RECORD EXCERPTS:
※ ※ ※

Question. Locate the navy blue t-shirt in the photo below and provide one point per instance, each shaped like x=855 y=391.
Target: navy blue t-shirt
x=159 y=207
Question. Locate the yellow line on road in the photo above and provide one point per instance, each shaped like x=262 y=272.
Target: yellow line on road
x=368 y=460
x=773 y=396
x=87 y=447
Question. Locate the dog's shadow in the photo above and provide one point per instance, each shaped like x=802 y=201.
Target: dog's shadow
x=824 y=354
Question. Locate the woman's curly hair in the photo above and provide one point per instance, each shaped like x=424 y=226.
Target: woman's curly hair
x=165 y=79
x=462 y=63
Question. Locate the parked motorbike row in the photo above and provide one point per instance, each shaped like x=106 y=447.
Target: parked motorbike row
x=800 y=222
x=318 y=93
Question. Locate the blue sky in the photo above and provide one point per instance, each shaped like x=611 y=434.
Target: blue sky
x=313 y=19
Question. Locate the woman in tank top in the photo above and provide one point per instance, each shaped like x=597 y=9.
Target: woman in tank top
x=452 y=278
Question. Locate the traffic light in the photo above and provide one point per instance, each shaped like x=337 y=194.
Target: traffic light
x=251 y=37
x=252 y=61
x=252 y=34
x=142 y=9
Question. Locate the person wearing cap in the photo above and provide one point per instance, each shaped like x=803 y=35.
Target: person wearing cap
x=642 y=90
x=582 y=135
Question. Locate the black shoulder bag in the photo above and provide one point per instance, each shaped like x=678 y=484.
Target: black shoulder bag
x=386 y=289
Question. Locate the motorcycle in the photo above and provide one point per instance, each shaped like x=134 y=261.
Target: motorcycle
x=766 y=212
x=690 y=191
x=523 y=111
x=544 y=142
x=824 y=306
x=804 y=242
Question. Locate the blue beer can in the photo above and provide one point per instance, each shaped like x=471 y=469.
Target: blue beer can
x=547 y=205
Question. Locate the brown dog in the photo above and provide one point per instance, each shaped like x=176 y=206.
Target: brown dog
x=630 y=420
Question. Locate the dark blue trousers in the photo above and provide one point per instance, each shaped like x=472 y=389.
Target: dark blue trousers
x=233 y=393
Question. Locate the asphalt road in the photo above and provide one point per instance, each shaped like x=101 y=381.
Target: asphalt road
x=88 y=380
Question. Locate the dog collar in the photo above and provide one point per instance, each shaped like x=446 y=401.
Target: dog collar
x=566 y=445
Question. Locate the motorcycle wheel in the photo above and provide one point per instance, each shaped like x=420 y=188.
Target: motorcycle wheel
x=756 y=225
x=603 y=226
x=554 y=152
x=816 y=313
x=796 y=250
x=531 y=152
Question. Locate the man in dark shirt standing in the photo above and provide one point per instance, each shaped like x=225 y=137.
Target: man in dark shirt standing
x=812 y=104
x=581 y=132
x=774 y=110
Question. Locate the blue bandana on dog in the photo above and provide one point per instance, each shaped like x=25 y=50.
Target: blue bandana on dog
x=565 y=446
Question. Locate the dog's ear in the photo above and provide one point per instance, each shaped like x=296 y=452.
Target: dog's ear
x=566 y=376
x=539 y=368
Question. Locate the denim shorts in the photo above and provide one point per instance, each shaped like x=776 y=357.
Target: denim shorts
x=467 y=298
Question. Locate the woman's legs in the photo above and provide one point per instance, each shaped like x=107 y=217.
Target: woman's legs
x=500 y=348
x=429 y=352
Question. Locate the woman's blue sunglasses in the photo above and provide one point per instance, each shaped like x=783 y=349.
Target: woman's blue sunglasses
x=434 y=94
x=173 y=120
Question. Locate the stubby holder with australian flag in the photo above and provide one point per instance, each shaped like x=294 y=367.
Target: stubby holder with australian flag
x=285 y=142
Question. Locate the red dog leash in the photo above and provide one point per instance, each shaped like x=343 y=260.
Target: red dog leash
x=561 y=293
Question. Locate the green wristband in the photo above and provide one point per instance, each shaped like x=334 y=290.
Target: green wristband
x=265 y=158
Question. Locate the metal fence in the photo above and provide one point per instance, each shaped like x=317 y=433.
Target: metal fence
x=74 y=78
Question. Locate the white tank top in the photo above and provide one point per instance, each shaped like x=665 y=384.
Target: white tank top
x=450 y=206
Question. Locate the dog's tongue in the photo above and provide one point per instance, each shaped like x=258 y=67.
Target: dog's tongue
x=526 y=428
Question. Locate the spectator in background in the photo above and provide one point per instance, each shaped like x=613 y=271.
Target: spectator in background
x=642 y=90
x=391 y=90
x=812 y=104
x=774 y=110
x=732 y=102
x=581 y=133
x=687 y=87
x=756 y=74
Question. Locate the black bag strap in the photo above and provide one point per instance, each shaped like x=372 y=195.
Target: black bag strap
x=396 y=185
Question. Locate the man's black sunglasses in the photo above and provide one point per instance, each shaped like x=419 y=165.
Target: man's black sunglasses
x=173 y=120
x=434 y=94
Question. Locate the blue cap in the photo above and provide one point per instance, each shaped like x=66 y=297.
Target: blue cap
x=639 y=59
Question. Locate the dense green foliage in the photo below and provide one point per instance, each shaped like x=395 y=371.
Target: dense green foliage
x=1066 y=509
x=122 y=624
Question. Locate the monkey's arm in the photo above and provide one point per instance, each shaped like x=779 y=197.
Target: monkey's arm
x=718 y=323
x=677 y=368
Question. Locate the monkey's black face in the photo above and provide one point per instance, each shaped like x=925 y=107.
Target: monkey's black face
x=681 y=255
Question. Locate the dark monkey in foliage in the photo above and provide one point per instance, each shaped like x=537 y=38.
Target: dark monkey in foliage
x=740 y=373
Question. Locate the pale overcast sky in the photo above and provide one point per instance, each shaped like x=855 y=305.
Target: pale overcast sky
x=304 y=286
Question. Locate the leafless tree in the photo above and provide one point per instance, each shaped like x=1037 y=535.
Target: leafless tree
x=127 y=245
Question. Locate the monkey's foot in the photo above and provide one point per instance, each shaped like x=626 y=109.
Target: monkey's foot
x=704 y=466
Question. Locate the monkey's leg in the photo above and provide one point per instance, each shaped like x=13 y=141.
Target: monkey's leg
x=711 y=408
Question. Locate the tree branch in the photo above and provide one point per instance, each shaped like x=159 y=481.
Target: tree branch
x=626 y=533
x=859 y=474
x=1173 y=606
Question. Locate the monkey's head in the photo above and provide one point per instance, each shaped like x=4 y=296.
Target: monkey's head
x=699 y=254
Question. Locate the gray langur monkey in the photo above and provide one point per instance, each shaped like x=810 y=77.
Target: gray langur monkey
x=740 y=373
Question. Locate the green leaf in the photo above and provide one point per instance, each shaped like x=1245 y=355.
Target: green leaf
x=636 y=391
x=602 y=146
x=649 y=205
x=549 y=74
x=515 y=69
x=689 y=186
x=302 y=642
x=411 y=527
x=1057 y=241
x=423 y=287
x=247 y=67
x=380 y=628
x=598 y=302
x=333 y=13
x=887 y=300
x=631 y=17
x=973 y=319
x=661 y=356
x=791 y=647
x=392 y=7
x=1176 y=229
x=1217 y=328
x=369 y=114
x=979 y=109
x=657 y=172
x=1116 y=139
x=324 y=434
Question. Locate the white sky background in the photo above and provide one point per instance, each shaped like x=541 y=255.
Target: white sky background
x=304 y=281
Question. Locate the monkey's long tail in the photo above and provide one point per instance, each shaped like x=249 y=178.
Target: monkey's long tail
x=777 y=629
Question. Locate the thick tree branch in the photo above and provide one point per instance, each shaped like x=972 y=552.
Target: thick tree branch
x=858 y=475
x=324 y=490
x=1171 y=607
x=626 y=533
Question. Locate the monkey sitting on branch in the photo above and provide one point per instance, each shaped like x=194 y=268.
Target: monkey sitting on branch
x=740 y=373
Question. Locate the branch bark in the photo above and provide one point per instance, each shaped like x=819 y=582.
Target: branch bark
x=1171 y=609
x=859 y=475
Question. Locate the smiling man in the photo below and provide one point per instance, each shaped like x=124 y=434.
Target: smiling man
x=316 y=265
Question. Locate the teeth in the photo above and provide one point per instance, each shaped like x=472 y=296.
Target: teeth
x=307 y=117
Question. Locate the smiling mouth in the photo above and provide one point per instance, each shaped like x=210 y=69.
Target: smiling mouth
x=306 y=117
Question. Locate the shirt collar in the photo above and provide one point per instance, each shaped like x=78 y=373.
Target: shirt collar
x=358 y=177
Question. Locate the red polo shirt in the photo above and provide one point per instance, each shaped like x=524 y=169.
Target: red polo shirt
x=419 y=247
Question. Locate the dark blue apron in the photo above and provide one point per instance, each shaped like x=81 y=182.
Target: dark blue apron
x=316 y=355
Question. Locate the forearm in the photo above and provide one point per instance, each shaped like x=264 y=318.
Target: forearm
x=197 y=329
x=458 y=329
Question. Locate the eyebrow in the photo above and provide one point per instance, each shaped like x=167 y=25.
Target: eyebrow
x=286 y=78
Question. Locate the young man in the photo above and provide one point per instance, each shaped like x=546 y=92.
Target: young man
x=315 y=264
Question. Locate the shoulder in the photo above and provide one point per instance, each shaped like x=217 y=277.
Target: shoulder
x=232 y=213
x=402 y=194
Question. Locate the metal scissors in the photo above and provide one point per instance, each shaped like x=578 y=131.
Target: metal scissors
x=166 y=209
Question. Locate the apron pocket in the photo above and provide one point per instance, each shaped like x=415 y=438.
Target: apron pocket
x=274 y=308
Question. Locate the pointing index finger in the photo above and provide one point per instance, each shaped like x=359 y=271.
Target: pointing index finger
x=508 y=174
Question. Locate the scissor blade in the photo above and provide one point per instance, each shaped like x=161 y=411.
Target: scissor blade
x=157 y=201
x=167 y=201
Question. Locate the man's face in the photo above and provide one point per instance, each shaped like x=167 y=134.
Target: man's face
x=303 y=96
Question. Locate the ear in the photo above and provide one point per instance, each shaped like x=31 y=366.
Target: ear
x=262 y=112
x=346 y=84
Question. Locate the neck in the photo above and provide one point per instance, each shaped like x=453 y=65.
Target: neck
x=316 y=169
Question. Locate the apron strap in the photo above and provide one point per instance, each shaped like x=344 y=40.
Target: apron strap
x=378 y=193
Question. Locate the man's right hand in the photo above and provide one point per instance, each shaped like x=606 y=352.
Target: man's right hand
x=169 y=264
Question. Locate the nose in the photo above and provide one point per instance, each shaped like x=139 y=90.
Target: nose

※ ※ ※

REQUIREMENTS: Copy out every line above, from the line containing "Question. Locate the dog collar" to the line containing "x=467 y=298", with both of those lines included and each line left unchanged.

RESULT:
Question. Locate the dog collar in the photo above and provide one point per instance, each shaped like x=446 y=401.
Target: dog collar
x=566 y=445
Question. Locate the motorcycle wheel in the photo above and provide one point per instance, each shaped like x=420 y=188.
Target: motorcycle wheel
x=756 y=225
x=603 y=226
x=554 y=152
x=816 y=313
x=796 y=250
x=531 y=152
Question. Locate the man in dark shirt standing in the photo above and provide one point per instance, each shaped like x=225 y=137.
Target: man in dark shirt standing
x=812 y=104
x=581 y=132
x=774 y=110
Question. Locate the blue bandana on dog in the photo above and provide one point per instance, each shaped like x=25 y=50.
Target: blue bandana on dog
x=565 y=446
Question. Locate the dog's ear in the photo above and provide one point per instance, each shaped like x=296 y=452.
Target: dog's ear
x=566 y=376
x=539 y=368
Question. Locate the denim shorts in the photo above and provide one point per instance, each shaped like x=776 y=357.
Target: denim shorts
x=467 y=298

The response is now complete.